_Prompt_
Pull out each line of the records that contains the word "vase". Only lines where the word appears in the same case count.

_Exercise input_
# # # #

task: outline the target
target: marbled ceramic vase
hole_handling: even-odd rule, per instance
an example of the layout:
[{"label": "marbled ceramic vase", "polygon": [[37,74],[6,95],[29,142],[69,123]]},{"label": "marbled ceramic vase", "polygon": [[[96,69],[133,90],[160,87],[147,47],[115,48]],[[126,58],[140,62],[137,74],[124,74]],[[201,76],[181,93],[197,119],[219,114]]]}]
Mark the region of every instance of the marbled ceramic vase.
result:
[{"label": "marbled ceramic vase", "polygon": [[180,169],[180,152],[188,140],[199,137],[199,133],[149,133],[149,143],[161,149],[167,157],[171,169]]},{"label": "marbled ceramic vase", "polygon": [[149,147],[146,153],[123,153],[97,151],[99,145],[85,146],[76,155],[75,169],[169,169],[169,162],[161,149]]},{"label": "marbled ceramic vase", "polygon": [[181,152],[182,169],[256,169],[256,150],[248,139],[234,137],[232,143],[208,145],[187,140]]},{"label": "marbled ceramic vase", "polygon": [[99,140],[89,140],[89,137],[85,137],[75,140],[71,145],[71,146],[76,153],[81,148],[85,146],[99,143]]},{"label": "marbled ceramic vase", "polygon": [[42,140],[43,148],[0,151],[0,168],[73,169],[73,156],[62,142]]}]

# # # #

_Task output_
target: marbled ceramic vase
[{"label": "marbled ceramic vase", "polygon": [[37,74],[6,95],[29,142],[69,123]]},{"label": "marbled ceramic vase", "polygon": [[[96,69],[133,90],[160,87],[147,47],[115,48]],[[126,58],[140,62],[137,74],[124,74]],[[201,76],[181,93],[197,119],[219,114]]]}]
Mark the region of every instance of the marbled ceramic vase.
[{"label": "marbled ceramic vase", "polygon": [[180,169],[180,152],[188,140],[199,137],[199,133],[149,133],[149,143],[161,149],[167,157],[171,169]]},{"label": "marbled ceramic vase", "polygon": [[149,147],[146,153],[123,153],[97,151],[99,145],[85,146],[76,155],[75,169],[169,169],[169,162],[161,149]]},{"label": "marbled ceramic vase", "polygon": [[181,152],[182,169],[256,169],[256,150],[248,139],[234,137],[232,143],[208,145],[187,140]]},{"label": "marbled ceramic vase", "polygon": [[99,140],[89,140],[89,137],[85,137],[75,140],[71,145],[71,146],[76,153],[81,148],[85,146],[99,143]]},{"label": "marbled ceramic vase", "polygon": [[42,140],[43,148],[0,151],[0,168],[73,169],[73,156],[62,142]]}]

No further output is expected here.